Brano da leggere:
---+---
1 maggio 2007

Aggiornamento della rassegna stampa del 1° maggio 2007 (2)


Vedi anche:

Chiedo scusa al Santo Padre...

Rassegna stampa del 1° maggio 2007

Aggiornamento della rassegna stampa del 1° maggio 2007 (1)

Monsignor Bagnasco ringrazia il Papa e Napolitano

Piu' tardi o, al massimo, domani mattina verra' integrata la rassegna stampa.
Raffaella


Nel plico col bossolo recapitato a Genova anche una stella a cinque punte

Lettera di Napolitano: «Bagnasco non è solo»

Il Papa telefona al capo della Cei. Polemica nel centrosinistra

di CARLO MERCURI

ROMA - «L’Italia non lascerà solo Monsignor Angelo Bagnasco». Così il Capo dello Stato, Giorgio Napolitano, rassicura e tranquillizza il segretario di Stato Vaticano, cardinale Tarcisio Bertone, all’indomani del suo appello alle Istituzioni perché difendano il presidente della Cei, monsignor Bagnasco, dalle minacce terroristiche (una stella a cinque punte nella busta inviatagli insieme a un bossolo). «Minacce di oscura provenienza, vili e inammissibili», si legge nel messaggio di Napolitano. «Fatti inammissibili - fa eco Prodi alle parole del Presidente - che purtroppo si ripetono continuamente». «Occorre garantire - è il passaggio più significativo del messaggio del Capo dello Stato - il più sereno esercizio della missione pastorale del Presidente della Cei e il più pacato, responsabile e costruttivo dialogo tra la Chiesa cattolica, la politica e la società civile». E il Papa ha telefonato a monsignor Bagnasco per esprimergli la propria vicinanza.
---+---
Voci:
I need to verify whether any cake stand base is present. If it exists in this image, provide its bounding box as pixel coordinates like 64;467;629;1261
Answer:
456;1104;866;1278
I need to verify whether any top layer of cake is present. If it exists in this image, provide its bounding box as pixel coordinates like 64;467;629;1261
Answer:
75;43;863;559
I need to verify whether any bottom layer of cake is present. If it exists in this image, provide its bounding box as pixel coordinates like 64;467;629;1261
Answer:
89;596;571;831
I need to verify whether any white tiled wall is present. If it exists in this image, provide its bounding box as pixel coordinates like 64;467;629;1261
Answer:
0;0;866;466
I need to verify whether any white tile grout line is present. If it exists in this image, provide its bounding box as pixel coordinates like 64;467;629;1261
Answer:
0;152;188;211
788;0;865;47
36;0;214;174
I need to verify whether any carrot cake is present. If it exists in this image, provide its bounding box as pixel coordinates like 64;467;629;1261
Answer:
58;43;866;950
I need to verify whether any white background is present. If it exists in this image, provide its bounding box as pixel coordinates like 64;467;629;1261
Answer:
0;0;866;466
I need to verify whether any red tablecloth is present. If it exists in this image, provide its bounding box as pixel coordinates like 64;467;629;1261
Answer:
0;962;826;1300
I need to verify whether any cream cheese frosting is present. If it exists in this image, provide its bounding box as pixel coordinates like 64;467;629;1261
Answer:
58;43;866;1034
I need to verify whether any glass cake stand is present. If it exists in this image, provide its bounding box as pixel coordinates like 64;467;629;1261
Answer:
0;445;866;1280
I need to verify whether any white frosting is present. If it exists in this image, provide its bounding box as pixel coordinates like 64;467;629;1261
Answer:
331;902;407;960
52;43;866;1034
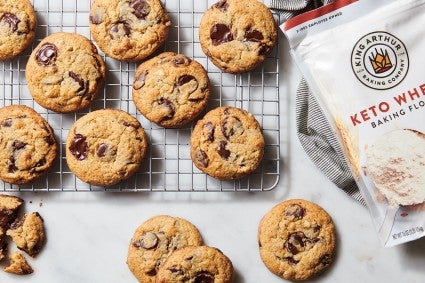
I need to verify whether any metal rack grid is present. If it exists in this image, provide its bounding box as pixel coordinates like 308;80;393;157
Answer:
0;0;282;191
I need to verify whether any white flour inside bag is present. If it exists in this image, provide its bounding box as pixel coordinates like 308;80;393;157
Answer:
281;0;425;246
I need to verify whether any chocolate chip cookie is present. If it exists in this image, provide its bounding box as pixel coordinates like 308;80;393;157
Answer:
157;246;233;283
133;52;210;128
258;199;335;281
6;212;46;257
25;32;106;113
127;215;202;283
0;105;58;185
190;106;264;180
0;0;37;60
199;0;277;73
90;0;171;62
66;109;148;186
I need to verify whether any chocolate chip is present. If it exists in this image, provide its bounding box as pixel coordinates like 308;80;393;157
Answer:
1;118;12;128
35;43;58;66
195;149;210;168
0;13;21;32
210;24;233;46
285;204;305;220
68;72;87;95
194;271;214;283
12;140;27;150
221;116;244;140
96;143;109;157
133;71;148;90
217;141;230;159
69;134;88;160
214;0;229;13
109;22;131;39
130;0;150;20
202;122;215;142
243;29;264;42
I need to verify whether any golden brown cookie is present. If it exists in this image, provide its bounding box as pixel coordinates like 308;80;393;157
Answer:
90;0;171;62
25;32;106;113
258;199;336;281
66;109;148;186
157;246;233;283
190;106;264;180
199;0;277;73
127;215;202;283
0;0;37;60
0;105;58;185
133;52;210;128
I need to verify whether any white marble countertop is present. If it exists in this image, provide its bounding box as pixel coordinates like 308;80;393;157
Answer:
0;29;425;283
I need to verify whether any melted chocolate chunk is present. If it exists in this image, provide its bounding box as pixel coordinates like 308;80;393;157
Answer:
194;271;214;283
217;141;230;159
210;24;233;46
195;149;210;168
69;134;88;160
133;71;148;90
243;29;264;42
214;0;229;13
109;22;131;39
0;13;21;32
202;122;215;142
35;43;58;66
130;0;150;20
96;143;109;157
68;72;87;95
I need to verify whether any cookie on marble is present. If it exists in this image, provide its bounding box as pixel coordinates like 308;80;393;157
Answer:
157;246;233;283
0;105;58;185
3;251;34;275
190;106;264;180
66;109;148;186
199;0;277;73
127;215;203;283
133;52;210;128
90;0;171;62
25;32;106;113
6;212;46;257
0;0;37;61
258;199;336;281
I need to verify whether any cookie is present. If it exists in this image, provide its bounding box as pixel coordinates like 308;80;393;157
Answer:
157;246;233;283
0;0;37;60
25;32;106;113
0;105;58;185
190;106;264;180
3;252;34;275
90;0;171;62
127;215;202;283
258;199;335;281
199;0;277;73
133;52;210;128
66;109;148;186
6;212;46;257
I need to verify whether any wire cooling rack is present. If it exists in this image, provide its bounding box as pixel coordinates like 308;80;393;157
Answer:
0;0;286;191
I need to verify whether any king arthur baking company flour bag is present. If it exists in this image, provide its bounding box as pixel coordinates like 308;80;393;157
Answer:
281;0;425;246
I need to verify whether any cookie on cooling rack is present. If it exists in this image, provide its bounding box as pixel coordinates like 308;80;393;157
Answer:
156;246;233;283
258;199;335;281
190;106;264;180
0;0;37;60
25;32;106;113
66;109;148;186
133;52;210;128
0;105;58;185
90;0;171;62
199;0;277;73
127;215;203;283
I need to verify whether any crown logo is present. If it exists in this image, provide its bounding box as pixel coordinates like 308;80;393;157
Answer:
369;48;393;74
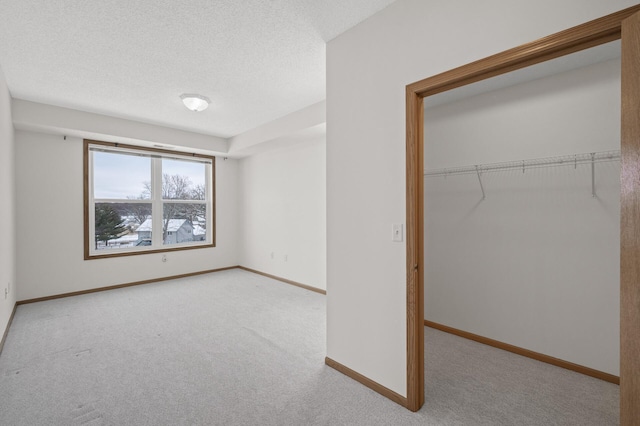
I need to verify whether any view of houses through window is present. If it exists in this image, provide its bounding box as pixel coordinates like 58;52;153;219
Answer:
88;146;212;254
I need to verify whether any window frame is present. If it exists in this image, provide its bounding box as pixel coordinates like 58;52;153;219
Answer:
83;139;216;260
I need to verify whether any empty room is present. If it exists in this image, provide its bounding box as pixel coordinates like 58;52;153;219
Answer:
0;0;640;425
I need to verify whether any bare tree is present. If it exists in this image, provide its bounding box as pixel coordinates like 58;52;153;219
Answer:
140;173;207;241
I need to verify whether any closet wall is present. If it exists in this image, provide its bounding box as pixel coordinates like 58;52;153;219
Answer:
425;60;620;375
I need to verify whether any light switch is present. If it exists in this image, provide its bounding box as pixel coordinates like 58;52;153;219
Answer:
391;223;403;243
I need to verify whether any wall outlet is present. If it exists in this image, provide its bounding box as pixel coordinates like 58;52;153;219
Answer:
391;223;404;243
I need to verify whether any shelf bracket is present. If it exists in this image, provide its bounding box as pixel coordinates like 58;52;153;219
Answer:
476;166;485;200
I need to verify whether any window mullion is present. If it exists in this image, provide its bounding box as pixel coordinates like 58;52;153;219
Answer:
151;158;163;248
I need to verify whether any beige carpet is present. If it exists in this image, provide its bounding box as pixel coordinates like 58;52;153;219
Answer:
0;270;618;426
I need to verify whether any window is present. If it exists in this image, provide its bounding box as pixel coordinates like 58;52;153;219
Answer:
84;140;215;259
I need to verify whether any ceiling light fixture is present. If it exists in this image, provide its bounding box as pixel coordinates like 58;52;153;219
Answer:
180;93;211;112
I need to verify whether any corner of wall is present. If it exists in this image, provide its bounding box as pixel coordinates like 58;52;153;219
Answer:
0;67;17;342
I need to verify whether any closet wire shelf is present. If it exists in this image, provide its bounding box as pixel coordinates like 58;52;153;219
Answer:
424;150;620;200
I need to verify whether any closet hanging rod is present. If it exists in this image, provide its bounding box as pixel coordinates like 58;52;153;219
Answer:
424;150;620;176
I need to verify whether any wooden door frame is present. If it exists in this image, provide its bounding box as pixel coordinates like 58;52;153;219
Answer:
406;5;640;425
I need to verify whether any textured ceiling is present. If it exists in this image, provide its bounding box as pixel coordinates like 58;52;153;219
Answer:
0;0;393;137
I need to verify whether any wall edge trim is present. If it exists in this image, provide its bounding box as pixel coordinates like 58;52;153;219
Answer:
237;266;327;295
424;320;620;385
324;357;408;408
16;266;239;305
0;302;18;355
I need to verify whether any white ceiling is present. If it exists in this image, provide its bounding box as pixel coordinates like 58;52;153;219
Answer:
0;0;394;138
---+---
Cose da fare:
1. Ripeti tali e quali le righe dei record, da quella che contiene "I need to verify whether any bare" giù fino a quella che contiene "140;173;207;241", entrambe comprese.
2. Prosegui il brano sulle minacce a monsignor Bagnasco dal punto in cui si interrompe.
Il brano e i record provengono da fonti diverse.

Risposte ai compiti:
1.
I need to verify whether any bare tree is present. If it exists in this image, provide its bounding box as pixel coordinates like 58;52;153;219
Answer:
140;173;207;241

2.
Il dialogo. Il dialogo tra laici e cattolici, effettivamente, ha toccato punte di grande asperità nelle ultime ore. In questi termini, ad esempio, si è espresso sulla vicenda l’ex presidente del Senato Marcello Pera: «Salvo che in qualche Paese dell’America latina - ha scritto sul suo sito Internet - un prete che dice messa scortato da agenti armati non s’era mai visto». E ha così continuato: «Ora a monsignor Bagnasco manifestano tutti solidarietà. Ma mancano all’appello i veri cuochi di questo brodo di denigrazioni, sarcasmi, accuse, offese (...), quei laicisti muscolosi e gay orgogliosi che hanno inveito contro il Concordato violato». Il socialista Roberto Villetti, capogruppo della Rosa nel Pugno a Montecitorio, è saltato sulla sedia alle parole di Pera e ha ribattuto: «Cosa odiosa e vigliacca è sostenere che le gesta eversive contro monsignor Bagnasco siano il frutto avvelenato del clima derivato dal portare avanti le battaglie democratiche per difendere la laicità dello Stato. E’ una vergogna che Pera si aggiunga a questo infame coro». Ha puntualizzato Rocco Buttiglione, presidente dell’Udc: «C’è in Italia una propaganda violenta anticristiana, la quale vuole proibire ai vescovi di parlare e considera come intromissione il fatto che loro parlino. Se la sinistra - ha detto ancora - sposa il relativismo etico come base della sua visione del mondo non può aspettarsi degli applausi da parte della Chiesa». E poi l’affondo: «Se, Dio non voglia, succedesse qualcosa a Bagnasco, noi sapremo dove andare a cercare i mandanti morali». Il cardinale Bertone è intervenuto in serata, attraverso i microfoni del TG2, per dire che ora il compito di tutti è di «disinnescare il clima di contrapposizione».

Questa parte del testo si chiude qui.